# TASK BRIEF:
Report every line from the following entries that contains the string "stone".

(Records excerpted from a collection)

*****

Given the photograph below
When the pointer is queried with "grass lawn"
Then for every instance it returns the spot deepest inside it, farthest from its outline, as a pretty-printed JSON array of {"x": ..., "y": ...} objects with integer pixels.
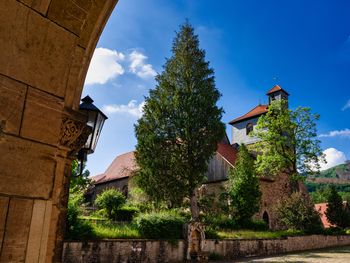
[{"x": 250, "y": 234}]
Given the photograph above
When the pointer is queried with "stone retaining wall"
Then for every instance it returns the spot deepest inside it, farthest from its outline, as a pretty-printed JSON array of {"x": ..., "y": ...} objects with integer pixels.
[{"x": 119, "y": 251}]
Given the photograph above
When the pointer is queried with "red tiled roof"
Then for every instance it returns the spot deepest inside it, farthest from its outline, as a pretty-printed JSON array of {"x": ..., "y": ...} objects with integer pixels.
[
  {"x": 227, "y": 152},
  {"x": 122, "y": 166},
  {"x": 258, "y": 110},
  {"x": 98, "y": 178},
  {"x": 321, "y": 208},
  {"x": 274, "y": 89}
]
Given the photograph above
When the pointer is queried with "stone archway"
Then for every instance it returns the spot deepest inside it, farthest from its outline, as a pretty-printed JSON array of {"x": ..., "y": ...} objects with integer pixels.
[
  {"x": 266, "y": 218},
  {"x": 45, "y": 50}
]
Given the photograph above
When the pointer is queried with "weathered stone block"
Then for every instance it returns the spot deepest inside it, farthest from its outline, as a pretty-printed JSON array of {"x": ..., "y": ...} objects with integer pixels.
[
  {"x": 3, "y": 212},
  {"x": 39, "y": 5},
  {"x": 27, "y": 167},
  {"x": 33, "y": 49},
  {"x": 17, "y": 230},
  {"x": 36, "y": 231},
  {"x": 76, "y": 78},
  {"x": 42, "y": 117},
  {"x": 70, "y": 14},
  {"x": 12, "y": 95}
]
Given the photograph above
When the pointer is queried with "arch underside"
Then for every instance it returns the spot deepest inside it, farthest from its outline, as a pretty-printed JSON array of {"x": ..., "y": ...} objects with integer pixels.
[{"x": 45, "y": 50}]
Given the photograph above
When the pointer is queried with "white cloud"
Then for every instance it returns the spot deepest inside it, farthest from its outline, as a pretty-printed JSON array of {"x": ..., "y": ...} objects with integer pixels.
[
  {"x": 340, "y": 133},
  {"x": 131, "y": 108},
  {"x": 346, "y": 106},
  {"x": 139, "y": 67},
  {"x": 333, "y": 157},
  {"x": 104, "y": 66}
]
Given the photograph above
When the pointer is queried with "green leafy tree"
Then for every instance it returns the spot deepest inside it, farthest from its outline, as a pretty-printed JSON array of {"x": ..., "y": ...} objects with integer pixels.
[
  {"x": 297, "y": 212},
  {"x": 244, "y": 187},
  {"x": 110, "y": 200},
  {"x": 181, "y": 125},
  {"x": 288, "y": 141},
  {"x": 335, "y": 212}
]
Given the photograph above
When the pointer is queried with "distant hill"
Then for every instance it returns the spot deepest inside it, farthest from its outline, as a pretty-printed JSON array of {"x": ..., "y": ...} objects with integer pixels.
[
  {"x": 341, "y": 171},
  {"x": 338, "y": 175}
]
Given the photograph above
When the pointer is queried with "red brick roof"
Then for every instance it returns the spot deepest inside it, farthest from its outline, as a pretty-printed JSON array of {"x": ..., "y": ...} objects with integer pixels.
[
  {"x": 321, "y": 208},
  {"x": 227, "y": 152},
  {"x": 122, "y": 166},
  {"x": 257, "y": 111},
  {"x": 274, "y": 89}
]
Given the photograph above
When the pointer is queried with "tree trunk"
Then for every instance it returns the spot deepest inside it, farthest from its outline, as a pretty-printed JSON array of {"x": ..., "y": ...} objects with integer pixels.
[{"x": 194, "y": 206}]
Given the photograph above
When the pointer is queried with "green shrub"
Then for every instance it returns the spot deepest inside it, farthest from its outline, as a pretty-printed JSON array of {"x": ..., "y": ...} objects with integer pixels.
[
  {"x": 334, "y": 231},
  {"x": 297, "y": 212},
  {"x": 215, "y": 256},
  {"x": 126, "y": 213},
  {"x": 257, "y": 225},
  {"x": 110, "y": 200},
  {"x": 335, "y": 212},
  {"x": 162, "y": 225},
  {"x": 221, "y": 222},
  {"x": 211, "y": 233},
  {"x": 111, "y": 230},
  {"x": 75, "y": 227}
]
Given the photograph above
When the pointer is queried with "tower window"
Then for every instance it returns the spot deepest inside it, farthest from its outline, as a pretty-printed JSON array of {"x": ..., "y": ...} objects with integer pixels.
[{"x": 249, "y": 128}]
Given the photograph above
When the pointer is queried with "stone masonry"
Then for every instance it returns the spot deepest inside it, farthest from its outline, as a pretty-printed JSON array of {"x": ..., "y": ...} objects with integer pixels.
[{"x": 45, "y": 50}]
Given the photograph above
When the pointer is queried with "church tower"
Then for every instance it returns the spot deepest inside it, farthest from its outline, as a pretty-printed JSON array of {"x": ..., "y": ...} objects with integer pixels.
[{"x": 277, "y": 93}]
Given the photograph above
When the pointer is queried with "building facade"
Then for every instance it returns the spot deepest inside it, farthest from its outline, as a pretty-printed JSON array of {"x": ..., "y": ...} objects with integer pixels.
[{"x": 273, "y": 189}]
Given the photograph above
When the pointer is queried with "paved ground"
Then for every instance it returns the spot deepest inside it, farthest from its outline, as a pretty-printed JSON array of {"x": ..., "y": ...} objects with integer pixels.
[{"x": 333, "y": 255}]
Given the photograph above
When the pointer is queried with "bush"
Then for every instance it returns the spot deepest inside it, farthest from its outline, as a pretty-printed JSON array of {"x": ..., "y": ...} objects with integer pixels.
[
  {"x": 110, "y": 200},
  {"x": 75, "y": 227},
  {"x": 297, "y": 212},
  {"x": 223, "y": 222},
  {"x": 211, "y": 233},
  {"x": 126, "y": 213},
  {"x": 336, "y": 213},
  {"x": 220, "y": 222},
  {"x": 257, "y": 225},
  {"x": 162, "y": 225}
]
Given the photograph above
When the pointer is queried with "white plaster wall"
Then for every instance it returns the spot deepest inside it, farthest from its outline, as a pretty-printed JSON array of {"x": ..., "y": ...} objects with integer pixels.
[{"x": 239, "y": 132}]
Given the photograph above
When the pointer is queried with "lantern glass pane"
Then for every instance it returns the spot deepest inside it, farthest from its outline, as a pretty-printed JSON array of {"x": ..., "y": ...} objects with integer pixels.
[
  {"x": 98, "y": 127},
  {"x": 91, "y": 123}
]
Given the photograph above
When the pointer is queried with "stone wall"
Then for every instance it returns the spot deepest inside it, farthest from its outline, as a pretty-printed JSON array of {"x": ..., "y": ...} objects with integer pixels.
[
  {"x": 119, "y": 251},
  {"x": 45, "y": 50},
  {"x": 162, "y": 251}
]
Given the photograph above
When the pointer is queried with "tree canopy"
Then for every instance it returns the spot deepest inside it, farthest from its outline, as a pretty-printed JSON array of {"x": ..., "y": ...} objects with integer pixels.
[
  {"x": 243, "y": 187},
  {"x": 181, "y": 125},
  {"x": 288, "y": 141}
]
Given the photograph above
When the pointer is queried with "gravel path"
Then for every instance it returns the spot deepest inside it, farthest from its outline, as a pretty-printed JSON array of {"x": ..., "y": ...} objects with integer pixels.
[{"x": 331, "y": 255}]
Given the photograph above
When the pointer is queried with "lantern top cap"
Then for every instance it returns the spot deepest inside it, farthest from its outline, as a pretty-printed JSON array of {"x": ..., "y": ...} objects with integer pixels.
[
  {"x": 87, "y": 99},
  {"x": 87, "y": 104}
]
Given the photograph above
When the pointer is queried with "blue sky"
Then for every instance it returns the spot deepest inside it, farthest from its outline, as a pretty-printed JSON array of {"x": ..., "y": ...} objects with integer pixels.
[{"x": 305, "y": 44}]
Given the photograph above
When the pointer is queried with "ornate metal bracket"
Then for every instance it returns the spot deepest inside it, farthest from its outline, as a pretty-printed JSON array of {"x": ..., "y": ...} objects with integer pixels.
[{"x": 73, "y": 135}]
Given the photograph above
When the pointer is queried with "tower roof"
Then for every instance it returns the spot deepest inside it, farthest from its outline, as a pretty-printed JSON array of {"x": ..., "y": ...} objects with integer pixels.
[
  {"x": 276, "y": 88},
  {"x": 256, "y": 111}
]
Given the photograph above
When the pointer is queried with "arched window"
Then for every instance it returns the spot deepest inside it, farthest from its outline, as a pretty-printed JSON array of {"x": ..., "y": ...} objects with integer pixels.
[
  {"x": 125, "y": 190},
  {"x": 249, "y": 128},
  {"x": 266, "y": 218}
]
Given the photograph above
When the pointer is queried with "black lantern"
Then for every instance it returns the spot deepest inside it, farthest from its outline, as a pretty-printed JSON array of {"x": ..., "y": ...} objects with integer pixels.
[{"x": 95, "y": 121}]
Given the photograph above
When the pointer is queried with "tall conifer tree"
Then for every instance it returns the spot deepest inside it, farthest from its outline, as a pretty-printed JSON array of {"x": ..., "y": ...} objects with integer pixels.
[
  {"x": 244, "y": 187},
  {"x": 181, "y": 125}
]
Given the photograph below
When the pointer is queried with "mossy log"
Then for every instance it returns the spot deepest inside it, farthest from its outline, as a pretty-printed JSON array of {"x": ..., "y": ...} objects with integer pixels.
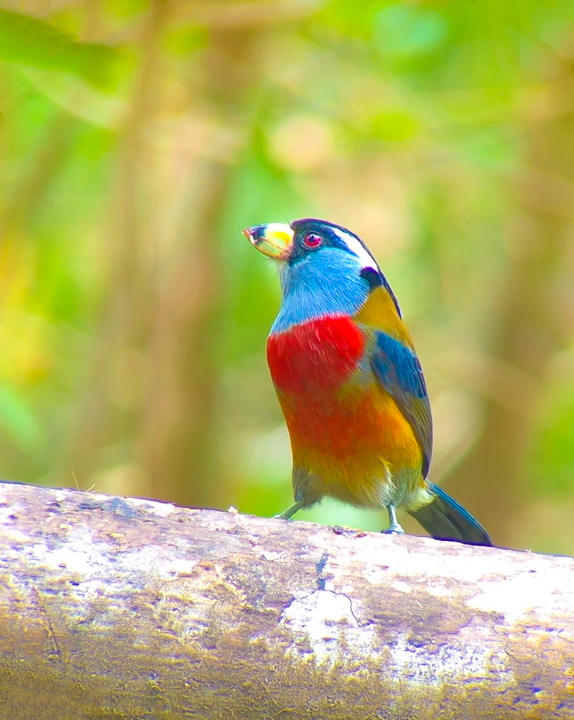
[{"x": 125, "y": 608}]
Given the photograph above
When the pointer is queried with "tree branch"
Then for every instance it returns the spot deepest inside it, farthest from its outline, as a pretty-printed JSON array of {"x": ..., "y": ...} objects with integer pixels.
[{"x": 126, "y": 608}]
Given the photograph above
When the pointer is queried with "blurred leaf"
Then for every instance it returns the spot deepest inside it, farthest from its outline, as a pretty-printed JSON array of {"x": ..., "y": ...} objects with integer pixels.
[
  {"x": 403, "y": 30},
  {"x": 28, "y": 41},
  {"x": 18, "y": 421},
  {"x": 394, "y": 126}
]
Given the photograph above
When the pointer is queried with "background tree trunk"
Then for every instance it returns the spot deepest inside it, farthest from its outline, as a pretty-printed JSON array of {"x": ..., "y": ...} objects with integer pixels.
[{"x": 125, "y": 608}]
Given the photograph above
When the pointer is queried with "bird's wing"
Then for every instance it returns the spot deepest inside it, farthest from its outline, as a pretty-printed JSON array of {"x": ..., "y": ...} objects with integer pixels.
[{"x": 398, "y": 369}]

*****

# OUTPUT FOR THIS TASK:
When the pointer is queried with "stone retaining wall"
When the pointer is queried with "stone archway"
When the pointer is queried with "weathered stone block"
When the pointer is queried with "stone masonry"
When the pointer is queried with "stone wall"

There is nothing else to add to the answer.